_Short problem_
Change every "window with bars" in the items to "barred window", keeping everything else as it is, and leave the pictures out of your answer.

_Given entries_
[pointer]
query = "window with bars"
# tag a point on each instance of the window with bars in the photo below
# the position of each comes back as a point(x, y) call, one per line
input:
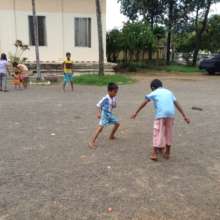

_Output for this task_
[pointer]
query = "barred window"
# tag a point on each instance of the barred window in the photo below
# the position of each comes back as a point(x, y) call, one per line
input:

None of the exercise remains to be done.